> Listed records
↓↓↓

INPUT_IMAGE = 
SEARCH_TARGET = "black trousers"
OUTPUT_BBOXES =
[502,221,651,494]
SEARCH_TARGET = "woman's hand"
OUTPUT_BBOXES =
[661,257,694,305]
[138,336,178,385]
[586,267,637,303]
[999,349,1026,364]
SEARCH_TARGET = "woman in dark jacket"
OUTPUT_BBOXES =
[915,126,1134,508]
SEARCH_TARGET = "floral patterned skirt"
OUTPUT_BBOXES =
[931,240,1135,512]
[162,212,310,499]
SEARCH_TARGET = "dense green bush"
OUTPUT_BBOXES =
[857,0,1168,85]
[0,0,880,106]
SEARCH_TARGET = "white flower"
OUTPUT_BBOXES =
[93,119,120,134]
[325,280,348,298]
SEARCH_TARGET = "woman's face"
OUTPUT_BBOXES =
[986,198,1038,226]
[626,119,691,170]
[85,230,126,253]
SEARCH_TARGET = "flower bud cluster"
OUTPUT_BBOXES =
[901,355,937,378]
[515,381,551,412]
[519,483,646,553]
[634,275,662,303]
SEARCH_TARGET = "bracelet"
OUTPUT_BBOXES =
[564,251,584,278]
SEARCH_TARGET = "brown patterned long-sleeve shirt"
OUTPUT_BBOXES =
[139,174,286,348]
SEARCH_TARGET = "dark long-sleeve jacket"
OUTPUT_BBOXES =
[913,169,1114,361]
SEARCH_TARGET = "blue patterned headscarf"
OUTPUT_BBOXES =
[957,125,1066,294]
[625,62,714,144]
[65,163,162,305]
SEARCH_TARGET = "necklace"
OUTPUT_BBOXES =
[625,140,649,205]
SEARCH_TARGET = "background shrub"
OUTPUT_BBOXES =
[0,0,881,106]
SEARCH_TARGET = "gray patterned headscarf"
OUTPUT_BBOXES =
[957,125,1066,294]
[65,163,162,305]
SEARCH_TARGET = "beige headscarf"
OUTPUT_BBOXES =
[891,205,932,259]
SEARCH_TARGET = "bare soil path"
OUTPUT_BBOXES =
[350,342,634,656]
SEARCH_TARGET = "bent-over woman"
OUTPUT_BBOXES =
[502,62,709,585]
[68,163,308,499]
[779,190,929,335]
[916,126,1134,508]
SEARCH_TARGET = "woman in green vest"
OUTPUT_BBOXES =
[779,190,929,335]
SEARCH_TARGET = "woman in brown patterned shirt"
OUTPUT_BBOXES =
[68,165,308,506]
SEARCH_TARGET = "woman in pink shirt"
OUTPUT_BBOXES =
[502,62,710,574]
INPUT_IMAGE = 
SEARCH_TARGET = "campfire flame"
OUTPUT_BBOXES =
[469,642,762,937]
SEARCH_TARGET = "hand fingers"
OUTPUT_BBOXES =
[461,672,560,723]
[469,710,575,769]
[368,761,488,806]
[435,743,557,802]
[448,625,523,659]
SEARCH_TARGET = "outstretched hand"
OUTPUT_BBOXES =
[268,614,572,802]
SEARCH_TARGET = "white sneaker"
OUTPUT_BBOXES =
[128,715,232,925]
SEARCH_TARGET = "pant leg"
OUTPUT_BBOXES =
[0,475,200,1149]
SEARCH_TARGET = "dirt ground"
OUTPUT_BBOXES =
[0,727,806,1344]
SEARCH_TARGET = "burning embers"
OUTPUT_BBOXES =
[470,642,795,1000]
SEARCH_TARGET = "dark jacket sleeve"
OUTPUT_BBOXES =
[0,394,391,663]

↑↑↑

Reproduce each entry from the records above, character for character.

> Response to this task
INPUT_IMAGE = 
SEARCH_TARGET = "black trousers"
OUTPUT_BBOXES =
[502,221,651,494]
SEARCH_TARGET = "woman's hand"
OUTPUT_BBOXES =
[661,257,694,305]
[138,336,178,385]
[586,267,637,303]
[999,349,1026,364]
SEARCH_TARGET = "woman in dark jacket"
OUTPUT_BBOXES =
[915,126,1134,508]
SEARCH_TARGET = "floral patterned skirt"
OUTPUT_BBOXES =
[931,240,1135,512]
[162,212,310,499]
SEARCH_TARGET = "dense green bush"
OUTPUT_BBOXES =
[857,0,1168,85]
[0,0,880,106]
SEARCH_TARGET = "white flower"
OUTPUT_BBOXES =
[93,119,120,134]
[325,280,348,298]
SEARCH_TARGET = "woman's face"
OUTPUT_BBOXES =
[986,198,1038,226]
[626,119,691,170]
[85,230,126,253]
SEARCH_TARGET = "flower bud cluster"
OUTPUT_BBOXES =
[901,355,937,378]
[515,381,551,412]
[519,483,646,553]
[634,275,662,303]
SEARCH_TARGET = "bracelet"
OUTPUT_BBOXES =
[564,251,584,278]
SEARCH_TARGET = "brown patterned long-sleeve shirt"
OUTPUT_BBOXES =
[139,174,286,348]
SEARCH_TARGET = "dark long-sleeve jacket"
OUTPUT_BBOXES =
[913,169,1114,361]
SEARCH_TARGET = "blue patterned headscarf"
OUTPUT_BBOXES =
[957,125,1066,294]
[625,62,714,144]
[65,163,162,305]
SEARCH_TARGET = "necklace"
OUTPUT_BBOXES =
[625,140,649,205]
SEARCH_TARGET = "background shrub"
OUTPUT_BBOXES =
[0,0,881,106]
SEARCH_TARGET = "gray patterned headscarf"
OUTPUT_BBOXES =
[957,125,1066,294]
[65,163,162,305]
SEARCH_TARGET = "beige headscarf"
OUTPUT_BBOXES =
[891,205,932,259]
SEARCH_TARGET = "bare soil path"
OUTPUT_BBOXES =
[350,342,634,656]
SEARCH_TARGET = "bent-over woman"
OUTPUT_BBOXES =
[502,62,709,585]
[68,163,308,499]
[779,190,929,335]
[916,126,1134,508]
SEARCH_TARGET = "woman in green vest"
OUTPUT_BBOXES =
[779,190,929,335]
SEARCH_TARGET = "woman in brown patterned shirt"
OUTPUT_BBOXES =
[68,165,308,506]
SEARCH_TARGET = "woman in pink shirt"
OUTPUT_BBOXES =
[502,62,710,574]
INPUT_IMAGE = 
SEARCH_TARGET = "campfire flame"
OUTPUT_BBOXES =
[469,642,762,937]
SEARCH_TARGET = "hand fingers"
OUTPUT_BBOXES =
[461,672,560,723]
[469,710,575,769]
[368,761,488,806]
[435,743,557,802]
[448,625,523,659]
SEARCH_TARGET = "outstretched hand"
OUTPUT_BBOXES =
[268,614,572,802]
SEARCH_TARGET = "white sneaker"
OUTPUT_BBOXES =
[128,715,232,925]
SEARCH_TARGET = "pant leg"
OUTPUT_BBOXES =
[0,475,200,1149]
SEARCH_TARGET = "dirt ground"
OUTPUT_BBOXES =
[0,727,806,1344]
SEARCH_TARGET = "burning embers"
OUTPUT_BBOXES =
[470,642,795,1000]
SEARCH_TARGET = "dark jacket sleeve"
OUTPUT_BBOXES =
[0,394,391,663]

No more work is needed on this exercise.